▸ PROBLEMS AND TASKS
1. Copy the passage from the article on the Ken Livingstone biography, starting with "- ISBN: 9781905147724" and going on through "of Ken Livingstone.".
2. List every person named in the article on the Ken Livingstone biography.
3. Go on with the article on the Ken Livingstone biography from the point where it stops.
-- START PASSAGE GIVEN --
Ken: The Ups and Downs of Ken Livingstone
- Author: Andrew Hosken
- Language: English
- Subject: Ken Livingstone
- Genre: Non-fiction, Biography
- Publisher: Arcadia Books
- Publication date: 8 April 2008
- Publication place: United Kingdom
- Media type: Print (hardcover & paperback)
- Pages: x, 435 (first edition)
- ISBN: 9781905147724
- OCLC: 254236065
- Preceded by: Nothing Like a Dame

= Ken: The Ups and Downs of Ken Livingstone =

Biographical publication

Ken: The Ups and Downs of Ken Livingstone is a 2008 biography of Ken Livingstone by British journalist and author Andrew Hosken. First published on 8 April 2008, the book's provisional title had been Ken: The Fall and Rise of Ken Livingstone.

The unauthorised biography, based on 30 hours of interviews with Livingstone, revealed that he had five children by three different women, previously unknown by the general public. The story was broken by the BBC just prior to publication of the book. Livingstone responded: "I don't think anybody in this city is shocked about what consenting adults do. As long as you don't involve children, animals and vegetables, they leave you to get on and live their own life in their own way. What happens in my private life is a matter solely for me and the people that share my private life."

Following the leak of the book's "major scoop" Arcadia Books was forced to bring forward publication (originally planned for 22 April 2008) and ordered an immediate reprint in expectation of "saturation press coverage" in the run up to the 1 May 2008 mayoral election in which Livingstone was standing against Boris Johnson and Brian Paddick. Livingstone nevertheless attended the book's launch party at Foyles bookshop in Charing Cross Road, London, and said: "I gave Andrew Hosken 30 hours of time for interviews because I felt it was part of the accountability process. I think it was a fair account given Andrew's political stance."
-- END PASSAGE GIVEN --
-- START SOURCE DATA --
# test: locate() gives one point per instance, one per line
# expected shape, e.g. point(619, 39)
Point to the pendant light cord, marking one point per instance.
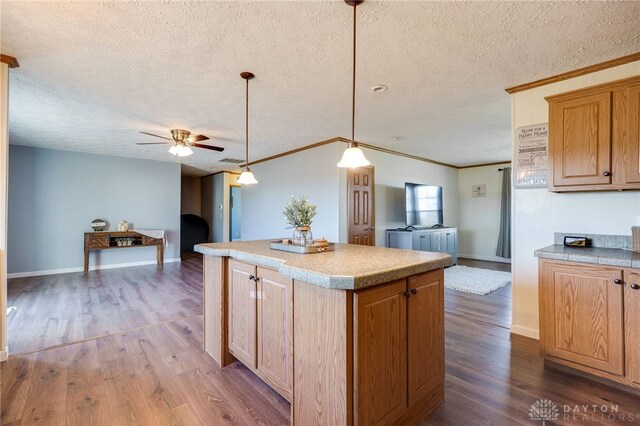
-- END SOURCE DATA --
▸ RESPONSES IN ORDER
1.
- ISBN: 9781905147724
- OCLC: 254236065
- Preceded by: Nothing Like a Dame

= Ken: The Ups and Downs of Ken Livingstone =

Biographical publication

Ken: The Ups and Downs of Ken Livingstone is a 2008 biography of Ken Livingstone by British journalist and author Andrew Hosken. First published on 8 April 2008, the book's provisional title had been Ken: The Fall and Rise of Ken Livingstone.

2. Ken Livingstone, Andrew Hosken, Boris Johnson, Brian Paddick

3.
The book additionally discussed Livingstone's links to Gerry Healy, an extreme Left-winger and leader of the Workers Revolutionary Party, and published documents alleging that Healy had received funding from Libyan dictator Muammar Gaddafi and Saddam Hussein. Healy was responsible for printing the Labour Herald, edited by Livingstone and former Lambeth Borough Council leader Ted Knight in the 1980s. Livingstone told Hosken he "could not remember whether he ever asked [Healy] if he had taken money from regimes such as Libya but stressed he had not been aware of such links and had never personally accepted such funds."

Hosken also noted that David Miliband, then Secretary of State for Foreign and Commonwealth Affairs, had "airbrushed" his association with Livingstone from his CV. Miliband had worked as a Greater London Council (GLC) management trainee under Livingstone's leadership but no longer mentions this in his official CV or his Who's Who entry, "despite the (seemingly) less important entries showing his support for Arsenal and South Shields FC."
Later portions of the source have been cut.